═══ Data for the task
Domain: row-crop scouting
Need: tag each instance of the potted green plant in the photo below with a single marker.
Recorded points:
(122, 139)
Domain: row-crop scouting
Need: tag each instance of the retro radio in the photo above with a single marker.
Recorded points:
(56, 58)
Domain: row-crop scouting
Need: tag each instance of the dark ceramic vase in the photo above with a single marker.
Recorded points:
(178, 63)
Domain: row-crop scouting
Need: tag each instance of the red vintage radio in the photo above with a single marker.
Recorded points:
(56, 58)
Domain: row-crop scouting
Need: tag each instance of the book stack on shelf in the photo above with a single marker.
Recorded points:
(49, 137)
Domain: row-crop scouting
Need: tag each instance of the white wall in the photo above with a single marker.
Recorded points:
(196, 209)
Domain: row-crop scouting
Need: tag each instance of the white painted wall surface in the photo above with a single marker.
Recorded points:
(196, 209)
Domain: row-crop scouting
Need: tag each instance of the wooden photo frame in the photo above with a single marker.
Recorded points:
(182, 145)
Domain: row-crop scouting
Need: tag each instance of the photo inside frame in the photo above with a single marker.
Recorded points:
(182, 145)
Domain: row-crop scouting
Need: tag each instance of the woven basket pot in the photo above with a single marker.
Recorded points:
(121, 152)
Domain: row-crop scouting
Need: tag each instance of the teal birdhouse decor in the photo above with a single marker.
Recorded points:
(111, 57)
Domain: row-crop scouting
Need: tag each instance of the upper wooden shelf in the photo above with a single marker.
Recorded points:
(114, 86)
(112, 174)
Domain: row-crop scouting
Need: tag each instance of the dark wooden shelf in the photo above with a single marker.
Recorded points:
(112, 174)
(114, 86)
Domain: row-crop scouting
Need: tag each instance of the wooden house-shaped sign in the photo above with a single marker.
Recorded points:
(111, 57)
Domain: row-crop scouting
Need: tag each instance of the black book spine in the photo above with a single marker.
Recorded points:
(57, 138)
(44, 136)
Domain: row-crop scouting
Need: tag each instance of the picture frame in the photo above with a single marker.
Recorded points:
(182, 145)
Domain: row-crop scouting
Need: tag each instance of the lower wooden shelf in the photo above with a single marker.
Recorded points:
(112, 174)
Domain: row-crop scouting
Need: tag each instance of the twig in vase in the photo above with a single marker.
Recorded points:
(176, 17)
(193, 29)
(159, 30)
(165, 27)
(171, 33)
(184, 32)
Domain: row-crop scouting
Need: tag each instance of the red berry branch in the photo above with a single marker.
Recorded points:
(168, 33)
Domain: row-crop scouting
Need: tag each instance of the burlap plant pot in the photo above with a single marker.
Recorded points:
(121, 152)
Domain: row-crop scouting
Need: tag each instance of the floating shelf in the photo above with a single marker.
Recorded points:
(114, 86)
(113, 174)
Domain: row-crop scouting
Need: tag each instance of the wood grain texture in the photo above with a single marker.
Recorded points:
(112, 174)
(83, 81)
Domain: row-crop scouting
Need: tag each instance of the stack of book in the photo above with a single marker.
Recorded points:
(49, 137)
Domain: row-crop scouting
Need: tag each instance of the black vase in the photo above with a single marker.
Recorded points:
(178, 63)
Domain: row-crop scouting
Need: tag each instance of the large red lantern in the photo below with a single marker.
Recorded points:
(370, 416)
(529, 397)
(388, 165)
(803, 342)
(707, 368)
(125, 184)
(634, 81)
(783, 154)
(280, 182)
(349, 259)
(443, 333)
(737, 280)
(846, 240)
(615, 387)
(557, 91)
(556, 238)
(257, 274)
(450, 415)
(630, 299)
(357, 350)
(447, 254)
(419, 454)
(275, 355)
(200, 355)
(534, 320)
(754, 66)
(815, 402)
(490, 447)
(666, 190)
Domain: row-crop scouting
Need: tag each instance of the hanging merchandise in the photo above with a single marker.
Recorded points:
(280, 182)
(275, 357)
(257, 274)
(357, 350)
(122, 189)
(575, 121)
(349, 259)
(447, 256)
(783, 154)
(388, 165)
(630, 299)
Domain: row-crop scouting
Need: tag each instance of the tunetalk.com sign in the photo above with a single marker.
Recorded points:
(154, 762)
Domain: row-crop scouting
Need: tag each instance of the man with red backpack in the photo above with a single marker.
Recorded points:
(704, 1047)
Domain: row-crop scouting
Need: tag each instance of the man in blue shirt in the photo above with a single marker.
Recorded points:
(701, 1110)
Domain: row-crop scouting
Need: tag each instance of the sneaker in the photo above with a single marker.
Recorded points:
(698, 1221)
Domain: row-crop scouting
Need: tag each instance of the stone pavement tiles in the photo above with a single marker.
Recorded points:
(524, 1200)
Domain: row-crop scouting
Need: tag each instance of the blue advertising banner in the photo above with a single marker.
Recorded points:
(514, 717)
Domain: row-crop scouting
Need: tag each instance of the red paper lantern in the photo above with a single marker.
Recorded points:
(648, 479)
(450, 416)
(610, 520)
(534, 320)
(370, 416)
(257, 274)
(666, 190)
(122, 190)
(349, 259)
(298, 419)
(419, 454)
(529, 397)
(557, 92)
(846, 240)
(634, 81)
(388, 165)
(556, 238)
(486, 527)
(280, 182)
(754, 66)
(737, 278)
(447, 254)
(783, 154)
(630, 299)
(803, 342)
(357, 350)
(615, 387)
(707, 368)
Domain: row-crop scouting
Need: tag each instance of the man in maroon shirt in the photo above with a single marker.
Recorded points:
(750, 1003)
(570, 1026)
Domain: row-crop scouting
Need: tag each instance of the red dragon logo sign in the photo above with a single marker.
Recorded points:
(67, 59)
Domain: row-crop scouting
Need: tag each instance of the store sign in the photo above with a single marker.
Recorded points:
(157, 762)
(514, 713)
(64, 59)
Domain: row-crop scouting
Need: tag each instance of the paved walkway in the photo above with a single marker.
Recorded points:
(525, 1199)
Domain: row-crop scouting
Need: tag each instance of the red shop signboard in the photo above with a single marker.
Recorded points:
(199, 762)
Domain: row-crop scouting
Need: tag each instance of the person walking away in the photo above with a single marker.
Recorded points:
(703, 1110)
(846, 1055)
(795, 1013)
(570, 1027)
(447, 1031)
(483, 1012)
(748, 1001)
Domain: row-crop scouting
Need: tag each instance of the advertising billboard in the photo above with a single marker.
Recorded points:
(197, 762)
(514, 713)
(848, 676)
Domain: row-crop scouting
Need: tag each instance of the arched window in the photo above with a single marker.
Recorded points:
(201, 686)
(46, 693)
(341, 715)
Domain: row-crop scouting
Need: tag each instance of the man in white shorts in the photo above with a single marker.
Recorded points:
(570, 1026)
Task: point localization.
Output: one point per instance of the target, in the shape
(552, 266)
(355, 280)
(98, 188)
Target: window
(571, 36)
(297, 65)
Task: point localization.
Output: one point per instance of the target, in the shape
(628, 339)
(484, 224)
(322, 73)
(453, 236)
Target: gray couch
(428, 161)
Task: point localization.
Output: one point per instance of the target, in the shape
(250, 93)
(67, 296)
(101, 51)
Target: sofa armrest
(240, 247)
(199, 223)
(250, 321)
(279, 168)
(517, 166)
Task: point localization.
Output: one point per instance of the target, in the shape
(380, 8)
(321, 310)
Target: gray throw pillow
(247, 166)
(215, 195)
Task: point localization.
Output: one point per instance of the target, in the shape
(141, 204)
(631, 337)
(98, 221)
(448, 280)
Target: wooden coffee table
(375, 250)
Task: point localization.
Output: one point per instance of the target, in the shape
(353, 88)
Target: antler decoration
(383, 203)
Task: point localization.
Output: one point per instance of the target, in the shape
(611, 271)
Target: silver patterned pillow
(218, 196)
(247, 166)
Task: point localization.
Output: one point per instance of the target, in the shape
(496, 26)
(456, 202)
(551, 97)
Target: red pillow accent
══════
Restate the data above word for word.

Exercise result:
Domain: row-crop scouting
Need: tag each instance of the potted green plant in the photo below with a single marker.
Recorded points:
(122, 139)
Domain: row-crop scouting
Need: tag each instance of the retro radio in the photo above with a single marker.
Recorded points:
(56, 58)
Domain: row-crop scouting
Need: tag each instance of the dark ceramic vase in the photo above with a single marker.
Recorded points:
(178, 63)
Domain: row-crop scouting
Need: tag each instance of the red vintage radio in the photo above with a single marker.
Recorded points:
(56, 58)
Domain: row-crop scouting
Need: tag each instance of the book stack on shelf in the photo above with a single marker.
Recorded points:
(49, 137)
Domain: row-crop scouting
Need: tag each instance of the white wall in the photo above with a single marker.
Recorded points:
(196, 209)
Domain: row-crop scouting
Need: tag each instance of the white painted wall surface in the photo above with a single marker.
Recorded points:
(196, 209)
Domain: row-crop scouting
Need: tag each instance of the wooden photo frame in the photo above with a single marker.
Recorded points:
(182, 145)
Domain: row-crop scouting
Need: tag each instance of the photo inside frame in the photo above with a single marker.
Recorded points:
(182, 145)
Domain: row-crop scouting
Need: tag each instance of the woven basket pot in the photo above with a single marker.
Recorded points:
(121, 152)
Domain: row-crop scouting
Need: tag each instance of the teal birdhouse decor in the photo above with a single marker.
Recorded points:
(111, 57)
Domain: row-crop scouting
Need: tag each instance of the upper wooden shelf in the photo above with a single marker.
Recorded points:
(114, 86)
(112, 174)
Domain: row-crop scouting
Need: tag each instance of the dark wooden shelf in the photo above with a single marker.
Recorded points:
(112, 174)
(114, 86)
Domain: row-crop scouting
Need: tag each instance of the wooden house-shaped sign in the photo above with a single marker.
Recorded points:
(111, 57)
Domain: row-crop scouting
Need: tag each instance of the black book spine in the photo above with a single marker.
Recorded points:
(57, 138)
(44, 136)
Domain: row-crop scouting
Need: tag each instance of the picture frame in the photo above with a single marker.
Recorded points:
(182, 145)
Domain: row-crop scouting
Need: tag each instance of the lower wooden shelf in the photo above with a single marker.
Recorded points:
(112, 174)
Domain: row-crop scouting
Need: tag each instance of the twig in vase in the photo above with a single marker.
Recorded points:
(176, 17)
(193, 29)
(159, 30)
(165, 27)
(171, 33)
(184, 32)
Domain: row-crop scouting
Need: tag each instance of the red berry branch in the photo above with a single marker.
Recorded points:
(168, 33)
Domain: row-crop scouting
Need: tag each instance of the burlap plant pot in the photo above with a single marker.
Recorded points:
(121, 152)
Domain: row-crop scouting
Need: tag each instance of the floating shelf in the photo above with a single marker.
Recorded points:
(114, 86)
(113, 174)
Domain: row-crop scouting
Need: tag each instance of the wood grain texture in the photo above with a single marker.
Recorded points:
(112, 174)
(83, 81)
Domain: row-crop scouting
Need: tag each instance of the stack of book in the photo above with a single marker.
Recorded points:
(49, 137)
Domain: row-crop scouting
Need: tag each instance of the black vase in the photo above with a single marker.
Recorded points:
(178, 63)
Domain: row-crop scouting
Need: tag each instance of the large red lantern in the photo below with a single marker.
Recorded points:
(370, 416)
(529, 397)
(388, 165)
(803, 342)
(707, 368)
(125, 184)
(634, 81)
(783, 154)
(280, 182)
(349, 259)
(443, 333)
(737, 280)
(846, 240)
(615, 387)
(557, 91)
(556, 238)
(257, 274)
(450, 415)
(630, 299)
(357, 350)
(447, 254)
(419, 454)
(275, 355)
(200, 355)
(534, 320)
(754, 66)
(815, 402)
(490, 447)
(666, 190)
Domain: row-crop scouting
Need: tag each instance of the hanging merchandise in the photo above with a single marker.
Recorded points:
(280, 182)
(275, 357)
(257, 274)
(357, 350)
(122, 189)
(575, 121)
(349, 259)
(447, 256)
(783, 154)
(388, 165)
(630, 299)
Domain: row-crop scouting
Need: tag each instance of the tunetalk.com sign in the photo above with a single marker.
Recorded points:
(154, 762)
Domain: row-crop scouting
Need: tag each instance of the man with red backpack in the photo above with a single marker.
Recorded points:
(704, 1047)
Domain: row-crop scouting
Need: tag each instance of the man in blue shirt in the photo above with a single marker.
Recorded points:
(701, 1110)
Domain: row-crop scouting
Need: tag each instance of the sneaker in the photo above with a single marker.
Recorded points:
(698, 1221)
Domain: row-crop scouting
Need: tag each instance of the stone pavement tiles in the photo above with a single marker.
Recorded points:
(524, 1200)
Domain: row-crop scouting
Need: tag each instance of the blue advertising banner in the photo above with a single marker.
Recorded points:
(514, 717)
Domain: row-crop scouting
Need: tag each instance of the red paper lantern in the photo above with a single marker.
Recorded points:
(648, 479)
(450, 416)
(610, 520)
(534, 320)
(370, 416)
(257, 274)
(666, 190)
(122, 190)
(349, 259)
(298, 419)
(419, 454)
(529, 397)
(557, 92)
(846, 240)
(634, 81)
(388, 165)
(556, 238)
(486, 527)
(280, 182)
(754, 66)
(737, 278)
(447, 254)
(783, 154)
(630, 299)
(803, 342)
(357, 350)
(615, 387)
(707, 368)
Domain: row-crop scouting
Need: tag each instance of the man in maroon shirt in the photo above with a single marker.
Recorded points:
(750, 1003)
(570, 1026)
Domain: row-crop scouting
Need: tag each instance of the red dragon logo sign in the photo above with a single marker.
Recorded points:
(67, 59)
Domain: row-crop scouting
Need: tag each instance of the store sign in the photo above with a single marker.
Recorded points:
(157, 762)
(514, 713)
(64, 59)
Domain: row-crop scouting
Need: tag each instance of the paved walkway in the photo above with a single marker.
Recorded points:
(525, 1199)
Domain: row-crop scouting
Need: tag each instance of the red shop signboard in the photo above with a single marker.
Recorded points:
(199, 762)
Domain: row-crop scouting
Need: tag each instance of the person walking away in the photo above with a single marker.
Recorded points:
(703, 1110)
(846, 1055)
(795, 1013)
(570, 1027)
(447, 1031)
(483, 1012)
(748, 1001)
Domain: row-crop scouting
Need: tag each instance of the advertising billboard in the photo above with a single marker.
Recorded points:
(197, 762)
(514, 713)
(848, 676)
Domain: row-crop scouting
Need: tag each instance of the arched window in the photo above with a single marker.
Recorded points:
(201, 686)
(46, 693)
(341, 715)
Domain: row-crop scouting
Need: tag each instance of the man in white shorts in the photo above with a single marker.
Recorded points:
(570, 1026)
Task: point localization.
Output: one point per instance of the target, in the shape
(552, 266)
(355, 280)
(98, 188)
Target: window
(571, 36)
(297, 65)
Task: point localization.
Output: one point per instance of the target, in the shape
(628, 339)
(484, 224)
(322, 73)
(453, 236)
Target: gray couch
(428, 161)
Task: point localization.
Output: one point per instance of the target, in the shape
(250, 93)
(67, 296)
(101, 51)
Target: sofa armrest
(240, 247)
(199, 223)
(250, 321)
(279, 168)
(517, 166)
Task: point localization.
Output: one point per instance of the target, in the shape
(380, 8)
(321, 310)
Target: gray throw pillow
(247, 166)
(215, 195)
Task: point localization.
Output: one point per instance of the target, in the shape
(141, 204)
(631, 337)
(98, 221)
(448, 280)
Target: wooden coffee table
(375, 250)
Task: point localization.
Output: one point per instance of the target, in the shape
(353, 88)
Target: antler decoration
(383, 203)
Task: point localization.
Output: one point per instance of the target, in the shape
(611, 271)
Target: silver patterned pillow
(218, 196)
(247, 166)
Task: point localization.
Output: one point per instance of the target, in the shape
(496, 26)
(456, 202)
(551, 97)
Target: red pillow accent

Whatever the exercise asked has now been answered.